[start Entries shown]

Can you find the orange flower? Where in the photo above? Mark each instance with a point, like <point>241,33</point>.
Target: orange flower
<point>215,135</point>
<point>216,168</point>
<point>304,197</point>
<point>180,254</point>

[end Entries shown]

| What to produce |
Copy out all the entries shown above, character for character.

| Exercise response |
Can you find the orange flower? Where in the photo above? Mark each instance with a point, like <point>241,33</point>.
Target: orange flower
<point>215,135</point>
<point>216,168</point>
<point>304,197</point>
<point>180,254</point>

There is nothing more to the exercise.